_What to do_
Reproduce every row below word for word, but leave out the pictures.

(Data records)

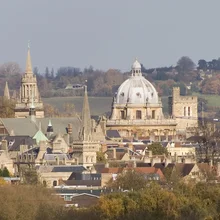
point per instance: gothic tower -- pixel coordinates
(85, 148)
(6, 91)
(29, 91)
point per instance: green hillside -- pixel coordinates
(98, 105)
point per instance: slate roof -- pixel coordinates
(39, 136)
(184, 169)
(82, 182)
(24, 126)
(14, 142)
(52, 157)
(71, 169)
(112, 134)
(99, 167)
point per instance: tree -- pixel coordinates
(202, 65)
(185, 65)
(157, 149)
(30, 176)
(202, 104)
(5, 172)
(51, 111)
(129, 180)
(52, 73)
(47, 73)
(100, 157)
(36, 71)
(6, 108)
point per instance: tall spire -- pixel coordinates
(28, 62)
(6, 91)
(86, 119)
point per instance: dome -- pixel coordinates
(136, 89)
(136, 65)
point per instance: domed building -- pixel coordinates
(137, 110)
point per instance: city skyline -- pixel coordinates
(108, 34)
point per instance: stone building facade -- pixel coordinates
(184, 109)
(29, 93)
(137, 110)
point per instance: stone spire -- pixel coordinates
(49, 129)
(32, 111)
(28, 62)
(86, 128)
(6, 91)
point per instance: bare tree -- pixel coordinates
(185, 65)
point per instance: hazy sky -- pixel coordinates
(108, 33)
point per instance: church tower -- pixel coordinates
(6, 92)
(85, 148)
(29, 91)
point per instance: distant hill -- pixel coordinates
(98, 105)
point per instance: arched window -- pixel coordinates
(189, 111)
(138, 114)
(153, 114)
(122, 115)
(184, 111)
(44, 183)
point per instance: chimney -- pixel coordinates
(167, 161)
(134, 164)
(57, 160)
(218, 169)
(114, 153)
(4, 145)
(70, 128)
(211, 163)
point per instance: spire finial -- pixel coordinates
(6, 91)
(39, 126)
(86, 128)
(28, 62)
(49, 123)
(32, 100)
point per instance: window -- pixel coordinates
(153, 114)
(67, 198)
(138, 114)
(189, 111)
(122, 115)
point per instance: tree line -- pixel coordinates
(192, 201)
(105, 83)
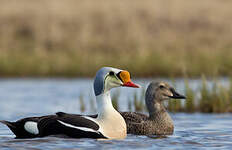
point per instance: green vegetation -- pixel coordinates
(153, 38)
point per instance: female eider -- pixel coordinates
(107, 124)
(158, 122)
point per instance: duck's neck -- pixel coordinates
(111, 122)
(104, 104)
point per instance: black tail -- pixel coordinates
(18, 129)
(11, 125)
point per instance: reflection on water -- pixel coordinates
(20, 98)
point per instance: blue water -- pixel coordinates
(33, 97)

_Written answer_
point per instance: gothic tower -- pixel coordinates
(85, 148)
(6, 91)
(29, 91)
point per instance: green hillside -- pixel coordinates
(98, 105)
point per instance: slate roof -- pixel coordinates
(39, 136)
(184, 169)
(82, 182)
(24, 126)
(14, 142)
(52, 157)
(71, 169)
(112, 134)
(99, 167)
point per instance: tree -- pixel coordinates
(202, 65)
(185, 65)
(157, 149)
(30, 176)
(202, 104)
(5, 172)
(51, 111)
(129, 180)
(52, 73)
(47, 73)
(100, 157)
(36, 71)
(6, 108)
point per instance: tall spire -- pixel coordinates
(28, 62)
(6, 91)
(86, 119)
point per instance: dome -- pixel coordinates
(136, 89)
(136, 65)
point per instance: domed building -- pixel coordinates
(137, 110)
point per instance: city skyline -- pixel coordinates
(108, 34)
point per instance: stone building facade -- pixel coordinates
(184, 109)
(29, 93)
(137, 110)
point per instance: stone spire -- pixel coordinates
(49, 129)
(32, 111)
(28, 62)
(86, 128)
(6, 91)
point per instance: bare tree -- pixel coordinates
(185, 65)
point per instance: hazy sky -- pixel coordinates
(108, 33)
point per instance: church tower -- pixel coordinates
(6, 92)
(85, 148)
(29, 91)
point per instance: distant hill -- pixel coordinates
(98, 105)
point per instance: arched window -- pixel coordinates
(189, 111)
(138, 114)
(153, 114)
(122, 115)
(184, 111)
(44, 183)
point per instance: chimney -- pixel coordinates
(167, 161)
(134, 164)
(57, 160)
(218, 169)
(114, 153)
(4, 145)
(70, 128)
(211, 163)
point per instance: spire finial -- pixel coordinates
(6, 91)
(39, 126)
(86, 128)
(28, 62)
(49, 123)
(32, 100)
point per instance: window -- pixel coordinates
(153, 114)
(67, 198)
(138, 114)
(189, 111)
(122, 115)
point per instance: tree line -- pixel coordinates
(192, 201)
(105, 83)
point per instance: green vegetation -- pixel coordinates
(153, 38)
point per instance: female eider -- pixel coordinates
(107, 124)
(158, 122)
point per instance: duck's neck -- pixel coordinates
(111, 122)
(104, 104)
point per instance: black tail -- pixel coordinates
(18, 129)
(11, 125)
point per instance: reflection on water -- pixel coordinates
(20, 98)
point per instance: blue water -- pixel coordinates
(33, 97)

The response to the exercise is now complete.